(ABOUT THIS EXERCISE): Only the lines holding "below" are wanted; find them in the listing and return each one.
======
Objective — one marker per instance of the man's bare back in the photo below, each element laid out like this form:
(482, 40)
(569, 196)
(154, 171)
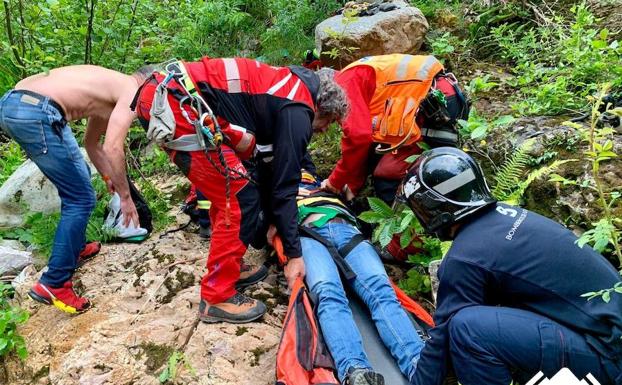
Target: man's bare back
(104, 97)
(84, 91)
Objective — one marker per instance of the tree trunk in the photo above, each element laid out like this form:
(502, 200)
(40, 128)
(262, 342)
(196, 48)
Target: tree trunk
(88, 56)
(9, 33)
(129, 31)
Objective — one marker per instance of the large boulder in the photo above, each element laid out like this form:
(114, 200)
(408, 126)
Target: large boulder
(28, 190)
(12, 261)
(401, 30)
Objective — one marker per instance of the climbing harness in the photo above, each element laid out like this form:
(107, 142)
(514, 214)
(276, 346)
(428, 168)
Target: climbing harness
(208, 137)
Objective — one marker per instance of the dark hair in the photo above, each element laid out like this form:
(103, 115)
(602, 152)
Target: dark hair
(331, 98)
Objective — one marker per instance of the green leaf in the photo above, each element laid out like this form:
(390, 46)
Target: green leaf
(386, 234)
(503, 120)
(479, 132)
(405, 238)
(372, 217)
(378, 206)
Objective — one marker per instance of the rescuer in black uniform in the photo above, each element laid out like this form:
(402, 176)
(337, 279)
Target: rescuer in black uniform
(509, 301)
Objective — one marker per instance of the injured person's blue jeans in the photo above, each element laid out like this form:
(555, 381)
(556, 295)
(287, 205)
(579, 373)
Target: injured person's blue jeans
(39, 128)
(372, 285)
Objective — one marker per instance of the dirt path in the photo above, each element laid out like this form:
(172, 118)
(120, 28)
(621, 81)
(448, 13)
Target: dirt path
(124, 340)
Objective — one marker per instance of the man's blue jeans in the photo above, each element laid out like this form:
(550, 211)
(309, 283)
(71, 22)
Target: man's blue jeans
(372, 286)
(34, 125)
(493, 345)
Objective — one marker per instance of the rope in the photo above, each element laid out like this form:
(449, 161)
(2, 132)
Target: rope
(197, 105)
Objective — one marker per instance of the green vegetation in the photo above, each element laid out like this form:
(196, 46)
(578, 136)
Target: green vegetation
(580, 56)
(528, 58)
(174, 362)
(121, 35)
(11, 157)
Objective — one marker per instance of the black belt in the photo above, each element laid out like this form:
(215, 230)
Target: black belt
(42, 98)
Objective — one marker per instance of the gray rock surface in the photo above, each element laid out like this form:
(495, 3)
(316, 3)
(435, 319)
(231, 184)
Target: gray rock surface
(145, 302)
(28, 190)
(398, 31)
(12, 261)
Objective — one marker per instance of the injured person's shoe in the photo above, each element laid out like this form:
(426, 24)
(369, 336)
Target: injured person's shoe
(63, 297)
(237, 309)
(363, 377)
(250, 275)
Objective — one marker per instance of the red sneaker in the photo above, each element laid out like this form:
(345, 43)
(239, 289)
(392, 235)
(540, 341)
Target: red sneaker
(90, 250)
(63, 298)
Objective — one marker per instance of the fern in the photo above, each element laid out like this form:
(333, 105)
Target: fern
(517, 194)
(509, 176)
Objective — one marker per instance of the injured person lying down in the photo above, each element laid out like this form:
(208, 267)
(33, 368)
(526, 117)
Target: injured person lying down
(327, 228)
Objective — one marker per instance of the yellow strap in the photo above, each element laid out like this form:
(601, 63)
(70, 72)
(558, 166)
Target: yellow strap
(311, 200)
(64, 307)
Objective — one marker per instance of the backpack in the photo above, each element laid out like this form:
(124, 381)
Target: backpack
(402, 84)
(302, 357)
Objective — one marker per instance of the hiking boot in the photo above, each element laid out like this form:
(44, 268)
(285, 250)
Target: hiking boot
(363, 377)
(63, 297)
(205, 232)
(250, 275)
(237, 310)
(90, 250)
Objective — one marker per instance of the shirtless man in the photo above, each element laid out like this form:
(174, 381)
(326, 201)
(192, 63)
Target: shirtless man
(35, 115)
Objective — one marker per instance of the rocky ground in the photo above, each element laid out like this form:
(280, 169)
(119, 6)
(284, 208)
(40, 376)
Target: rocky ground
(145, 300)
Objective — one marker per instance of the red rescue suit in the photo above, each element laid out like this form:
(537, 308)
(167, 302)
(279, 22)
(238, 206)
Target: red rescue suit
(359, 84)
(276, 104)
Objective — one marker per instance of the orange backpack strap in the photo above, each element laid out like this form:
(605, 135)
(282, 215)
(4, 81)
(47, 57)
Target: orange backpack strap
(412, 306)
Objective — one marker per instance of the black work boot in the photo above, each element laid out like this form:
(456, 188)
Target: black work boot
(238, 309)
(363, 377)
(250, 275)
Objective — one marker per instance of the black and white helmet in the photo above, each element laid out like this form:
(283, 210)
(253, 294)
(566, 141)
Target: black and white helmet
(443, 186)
======
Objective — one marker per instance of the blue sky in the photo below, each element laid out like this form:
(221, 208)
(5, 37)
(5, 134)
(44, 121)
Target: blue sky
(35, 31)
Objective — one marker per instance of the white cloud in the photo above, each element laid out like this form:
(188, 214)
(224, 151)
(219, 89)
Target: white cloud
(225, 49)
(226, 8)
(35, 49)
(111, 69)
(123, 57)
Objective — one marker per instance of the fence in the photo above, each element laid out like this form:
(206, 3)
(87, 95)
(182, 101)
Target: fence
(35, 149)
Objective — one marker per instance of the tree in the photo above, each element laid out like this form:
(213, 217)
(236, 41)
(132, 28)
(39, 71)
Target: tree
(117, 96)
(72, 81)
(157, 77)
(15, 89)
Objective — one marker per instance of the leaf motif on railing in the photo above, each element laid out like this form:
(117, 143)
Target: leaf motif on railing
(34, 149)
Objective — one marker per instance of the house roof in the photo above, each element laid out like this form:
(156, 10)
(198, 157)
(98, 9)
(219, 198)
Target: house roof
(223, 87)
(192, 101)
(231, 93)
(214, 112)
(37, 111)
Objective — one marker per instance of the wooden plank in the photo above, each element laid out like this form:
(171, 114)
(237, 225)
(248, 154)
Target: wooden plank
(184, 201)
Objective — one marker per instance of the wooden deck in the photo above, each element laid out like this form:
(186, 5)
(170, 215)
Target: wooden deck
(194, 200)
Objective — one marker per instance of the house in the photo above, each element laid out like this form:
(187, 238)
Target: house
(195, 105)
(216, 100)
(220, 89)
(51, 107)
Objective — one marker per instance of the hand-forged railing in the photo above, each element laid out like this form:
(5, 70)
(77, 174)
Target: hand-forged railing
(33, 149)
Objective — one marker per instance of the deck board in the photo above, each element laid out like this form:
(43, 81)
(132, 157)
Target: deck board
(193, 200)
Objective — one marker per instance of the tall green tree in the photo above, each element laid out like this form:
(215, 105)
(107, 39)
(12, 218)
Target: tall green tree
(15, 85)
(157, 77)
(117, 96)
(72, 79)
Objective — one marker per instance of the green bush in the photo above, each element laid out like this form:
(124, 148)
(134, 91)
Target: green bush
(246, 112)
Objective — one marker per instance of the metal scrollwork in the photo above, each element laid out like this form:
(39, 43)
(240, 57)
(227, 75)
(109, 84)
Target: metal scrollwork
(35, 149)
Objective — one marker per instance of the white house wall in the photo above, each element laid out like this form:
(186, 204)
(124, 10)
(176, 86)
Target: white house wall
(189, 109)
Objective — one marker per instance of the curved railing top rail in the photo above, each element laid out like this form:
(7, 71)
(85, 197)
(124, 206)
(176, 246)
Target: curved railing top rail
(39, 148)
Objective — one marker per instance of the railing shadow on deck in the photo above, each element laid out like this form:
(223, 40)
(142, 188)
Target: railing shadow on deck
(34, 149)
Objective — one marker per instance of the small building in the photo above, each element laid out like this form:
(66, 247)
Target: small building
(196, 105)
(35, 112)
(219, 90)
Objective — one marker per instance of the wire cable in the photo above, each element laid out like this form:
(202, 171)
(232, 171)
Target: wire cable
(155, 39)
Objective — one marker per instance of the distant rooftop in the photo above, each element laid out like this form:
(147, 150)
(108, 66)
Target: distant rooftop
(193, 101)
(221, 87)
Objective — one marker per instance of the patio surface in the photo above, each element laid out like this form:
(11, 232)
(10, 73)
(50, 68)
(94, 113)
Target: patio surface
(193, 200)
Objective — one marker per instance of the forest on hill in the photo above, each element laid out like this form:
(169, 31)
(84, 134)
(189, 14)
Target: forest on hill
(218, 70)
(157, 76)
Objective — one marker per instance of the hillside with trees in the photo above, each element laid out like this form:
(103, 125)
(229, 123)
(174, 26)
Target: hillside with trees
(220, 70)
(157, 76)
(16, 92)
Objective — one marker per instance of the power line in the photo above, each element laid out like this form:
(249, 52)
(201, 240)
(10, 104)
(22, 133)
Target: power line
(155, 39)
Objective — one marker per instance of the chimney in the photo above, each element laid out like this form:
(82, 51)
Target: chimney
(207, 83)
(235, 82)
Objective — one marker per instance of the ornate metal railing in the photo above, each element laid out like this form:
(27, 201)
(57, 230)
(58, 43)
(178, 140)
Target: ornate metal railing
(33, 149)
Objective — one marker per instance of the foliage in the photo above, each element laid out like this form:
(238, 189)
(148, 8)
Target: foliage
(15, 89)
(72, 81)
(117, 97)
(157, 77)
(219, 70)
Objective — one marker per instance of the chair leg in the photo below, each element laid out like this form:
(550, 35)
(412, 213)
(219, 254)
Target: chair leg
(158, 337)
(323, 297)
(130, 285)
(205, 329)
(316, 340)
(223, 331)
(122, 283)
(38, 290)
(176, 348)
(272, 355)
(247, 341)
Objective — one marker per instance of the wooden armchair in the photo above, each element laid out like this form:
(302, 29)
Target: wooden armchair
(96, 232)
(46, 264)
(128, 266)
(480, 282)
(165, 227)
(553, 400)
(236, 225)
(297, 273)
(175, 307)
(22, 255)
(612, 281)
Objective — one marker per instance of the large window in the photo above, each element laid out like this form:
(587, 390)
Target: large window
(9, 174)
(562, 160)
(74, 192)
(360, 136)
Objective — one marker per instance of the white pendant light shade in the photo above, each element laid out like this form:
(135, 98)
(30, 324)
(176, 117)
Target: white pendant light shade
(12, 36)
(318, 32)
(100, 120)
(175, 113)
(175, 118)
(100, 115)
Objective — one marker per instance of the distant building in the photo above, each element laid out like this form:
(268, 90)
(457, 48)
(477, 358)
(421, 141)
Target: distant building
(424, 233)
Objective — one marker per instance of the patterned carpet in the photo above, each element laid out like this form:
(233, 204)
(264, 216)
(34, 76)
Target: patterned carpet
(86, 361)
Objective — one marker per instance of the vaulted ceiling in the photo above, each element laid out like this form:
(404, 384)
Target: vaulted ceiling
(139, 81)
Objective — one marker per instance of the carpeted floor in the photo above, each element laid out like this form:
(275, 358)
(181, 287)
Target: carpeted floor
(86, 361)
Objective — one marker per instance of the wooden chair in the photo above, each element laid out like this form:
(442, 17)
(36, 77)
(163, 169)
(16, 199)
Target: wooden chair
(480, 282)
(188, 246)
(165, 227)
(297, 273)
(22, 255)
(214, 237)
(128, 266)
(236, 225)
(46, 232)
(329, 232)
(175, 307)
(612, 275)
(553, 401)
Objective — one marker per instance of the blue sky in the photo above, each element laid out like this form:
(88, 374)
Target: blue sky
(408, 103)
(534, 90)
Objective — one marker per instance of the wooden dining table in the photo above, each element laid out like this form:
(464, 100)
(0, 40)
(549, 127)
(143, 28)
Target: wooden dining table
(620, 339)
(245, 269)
======
(RESULT OF THIS EXERCISE):
Objective — one marker per instance of the man's bare back in the photo below, each element laid out like this form:
Objective — one marker per instance of the blue sky in the photo below, each element laid out like this form:
Objective — one marker per instance of the chair leg in the photo below, each element laid out like this form:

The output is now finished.